DIRECTIONS:
Of the lines in the data below, write out exactly those from the one holding "Point out the jacket collar" through the one holding "Sample: <point>643,656</point>", both included.

WORKING DATA:
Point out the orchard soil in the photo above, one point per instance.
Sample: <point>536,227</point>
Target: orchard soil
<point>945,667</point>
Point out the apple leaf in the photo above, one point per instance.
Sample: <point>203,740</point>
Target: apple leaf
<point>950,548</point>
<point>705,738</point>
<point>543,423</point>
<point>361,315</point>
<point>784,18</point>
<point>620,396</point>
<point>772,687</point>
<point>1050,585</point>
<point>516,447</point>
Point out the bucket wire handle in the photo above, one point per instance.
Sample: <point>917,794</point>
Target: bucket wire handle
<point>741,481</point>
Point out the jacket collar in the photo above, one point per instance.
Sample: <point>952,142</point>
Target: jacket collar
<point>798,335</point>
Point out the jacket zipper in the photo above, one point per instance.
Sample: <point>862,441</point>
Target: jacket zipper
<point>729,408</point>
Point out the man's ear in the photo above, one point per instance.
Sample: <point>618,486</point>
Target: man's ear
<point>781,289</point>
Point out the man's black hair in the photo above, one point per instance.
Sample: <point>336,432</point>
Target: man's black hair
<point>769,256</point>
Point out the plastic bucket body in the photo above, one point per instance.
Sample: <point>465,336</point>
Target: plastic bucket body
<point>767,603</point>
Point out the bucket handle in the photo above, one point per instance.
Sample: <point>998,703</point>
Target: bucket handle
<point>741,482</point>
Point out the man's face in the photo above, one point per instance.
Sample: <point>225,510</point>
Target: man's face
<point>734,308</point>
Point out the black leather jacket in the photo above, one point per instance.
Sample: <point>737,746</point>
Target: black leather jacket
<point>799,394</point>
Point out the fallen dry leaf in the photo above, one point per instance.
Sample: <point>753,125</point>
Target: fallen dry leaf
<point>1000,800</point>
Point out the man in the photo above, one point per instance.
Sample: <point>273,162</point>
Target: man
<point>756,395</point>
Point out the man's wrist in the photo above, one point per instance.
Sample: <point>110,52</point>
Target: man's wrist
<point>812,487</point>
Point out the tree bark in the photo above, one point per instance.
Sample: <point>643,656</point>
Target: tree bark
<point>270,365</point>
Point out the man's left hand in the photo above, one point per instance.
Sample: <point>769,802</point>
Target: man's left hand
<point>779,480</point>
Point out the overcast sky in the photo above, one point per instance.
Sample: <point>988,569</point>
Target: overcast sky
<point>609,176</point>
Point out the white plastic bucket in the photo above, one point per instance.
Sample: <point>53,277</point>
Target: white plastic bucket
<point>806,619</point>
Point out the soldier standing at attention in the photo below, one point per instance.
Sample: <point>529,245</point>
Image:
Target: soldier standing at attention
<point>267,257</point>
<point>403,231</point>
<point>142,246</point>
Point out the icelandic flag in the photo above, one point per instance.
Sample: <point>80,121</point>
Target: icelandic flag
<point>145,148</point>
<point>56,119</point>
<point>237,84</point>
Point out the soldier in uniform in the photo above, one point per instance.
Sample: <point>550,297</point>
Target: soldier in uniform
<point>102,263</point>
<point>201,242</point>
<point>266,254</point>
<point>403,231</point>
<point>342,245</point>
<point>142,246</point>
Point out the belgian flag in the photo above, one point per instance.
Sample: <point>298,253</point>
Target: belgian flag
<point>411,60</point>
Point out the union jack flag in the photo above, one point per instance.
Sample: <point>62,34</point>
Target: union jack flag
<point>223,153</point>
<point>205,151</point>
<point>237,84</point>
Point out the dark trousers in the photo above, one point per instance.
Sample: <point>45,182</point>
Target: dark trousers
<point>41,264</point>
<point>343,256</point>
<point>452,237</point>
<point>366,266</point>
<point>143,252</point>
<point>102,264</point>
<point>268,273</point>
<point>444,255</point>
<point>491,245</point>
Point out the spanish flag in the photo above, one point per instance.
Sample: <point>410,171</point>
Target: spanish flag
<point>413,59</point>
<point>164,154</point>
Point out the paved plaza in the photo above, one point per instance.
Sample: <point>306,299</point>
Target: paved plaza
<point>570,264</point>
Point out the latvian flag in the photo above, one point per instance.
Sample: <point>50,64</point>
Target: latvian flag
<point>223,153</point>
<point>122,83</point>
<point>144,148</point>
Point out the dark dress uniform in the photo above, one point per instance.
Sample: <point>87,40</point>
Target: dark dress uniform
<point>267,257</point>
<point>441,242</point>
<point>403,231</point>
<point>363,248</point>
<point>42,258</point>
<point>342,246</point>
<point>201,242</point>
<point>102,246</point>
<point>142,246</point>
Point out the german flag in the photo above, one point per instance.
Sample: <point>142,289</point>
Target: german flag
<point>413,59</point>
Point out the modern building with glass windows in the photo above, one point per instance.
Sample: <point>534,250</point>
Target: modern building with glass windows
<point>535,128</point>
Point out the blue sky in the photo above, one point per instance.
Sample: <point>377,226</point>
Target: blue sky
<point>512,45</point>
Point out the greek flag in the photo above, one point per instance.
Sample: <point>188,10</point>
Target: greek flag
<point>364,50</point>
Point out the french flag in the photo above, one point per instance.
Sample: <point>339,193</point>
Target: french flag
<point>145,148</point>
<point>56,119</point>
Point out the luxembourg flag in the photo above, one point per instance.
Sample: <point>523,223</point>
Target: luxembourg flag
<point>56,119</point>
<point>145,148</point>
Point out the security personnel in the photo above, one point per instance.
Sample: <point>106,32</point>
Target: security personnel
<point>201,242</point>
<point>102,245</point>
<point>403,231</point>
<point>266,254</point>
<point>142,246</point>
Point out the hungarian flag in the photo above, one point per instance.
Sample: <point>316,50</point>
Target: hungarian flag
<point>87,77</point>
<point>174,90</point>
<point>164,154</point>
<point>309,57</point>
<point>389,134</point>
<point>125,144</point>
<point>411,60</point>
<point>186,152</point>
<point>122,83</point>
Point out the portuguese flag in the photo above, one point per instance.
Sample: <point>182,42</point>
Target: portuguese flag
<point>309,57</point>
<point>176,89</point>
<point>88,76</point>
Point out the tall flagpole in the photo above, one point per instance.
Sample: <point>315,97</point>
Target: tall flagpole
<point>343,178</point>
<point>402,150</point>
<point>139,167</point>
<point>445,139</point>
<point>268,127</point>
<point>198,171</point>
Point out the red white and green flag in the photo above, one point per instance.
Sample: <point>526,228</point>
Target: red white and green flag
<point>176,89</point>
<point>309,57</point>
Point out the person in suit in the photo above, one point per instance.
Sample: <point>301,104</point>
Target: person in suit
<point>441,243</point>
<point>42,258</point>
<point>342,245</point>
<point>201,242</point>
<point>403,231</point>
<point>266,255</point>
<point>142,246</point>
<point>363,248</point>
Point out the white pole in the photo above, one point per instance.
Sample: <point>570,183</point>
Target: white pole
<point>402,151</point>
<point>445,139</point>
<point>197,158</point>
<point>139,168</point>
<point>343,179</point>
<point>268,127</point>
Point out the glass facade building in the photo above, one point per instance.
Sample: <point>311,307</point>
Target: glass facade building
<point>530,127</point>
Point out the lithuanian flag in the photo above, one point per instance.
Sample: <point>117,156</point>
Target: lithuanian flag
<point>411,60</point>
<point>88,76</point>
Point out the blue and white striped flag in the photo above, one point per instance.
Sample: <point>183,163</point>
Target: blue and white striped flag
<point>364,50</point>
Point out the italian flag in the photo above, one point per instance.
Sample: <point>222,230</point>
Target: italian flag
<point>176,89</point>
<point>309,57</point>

ANSWER BELOW:
Point out the jacket collar in the photo above, one point per instance.
Sample: <point>952,142</point>
Target: jacket collar
<point>798,335</point>
Point out the jacket zipper in the photo above, one point per instance.
Sample: <point>862,441</point>
Target: jacket zipper
<point>729,408</point>
Point out the man's ear in the photo above, one point per instance.
Sample: <point>618,486</point>
Target: man's ear
<point>781,289</point>
Point out the man's black hair in the photo above, one point per instance.
Sample: <point>336,432</point>
Target: man's black hair
<point>769,256</point>
Point out the plastic bucket body in the photo above, one point per instance.
Sample: <point>465,336</point>
Target: plastic bucket body
<point>767,603</point>
Point out the bucket handle in the photo above, one point per instance.
Sample: <point>998,703</point>
Target: bucket handle
<point>741,482</point>
Point out the man's face in the photo above, one point per instance.
Sample: <point>225,510</point>
Target: man's face
<point>734,308</point>
Point out the black leather jacket in the photo above, one point per instance.
Sample: <point>737,746</point>
Target: black leather jacket
<point>799,394</point>
Point out the fallen dry leaf in the photo above, one point per instance.
Sample: <point>753,125</point>
Target: fallen dry leaf
<point>1000,800</point>
Point out the man in the photo above, one point per instance.
Sample: <point>273,162</point>
Target: man
<point>756,395</point>
Point out the man's wrist in the photo above, one point per instance.
Sample: <point>110,52</point>
Target: man's wrist
<point>812,487</point>
Point out the tree bark in the photo above, one point per instance.
Sample: <point>643,656</point>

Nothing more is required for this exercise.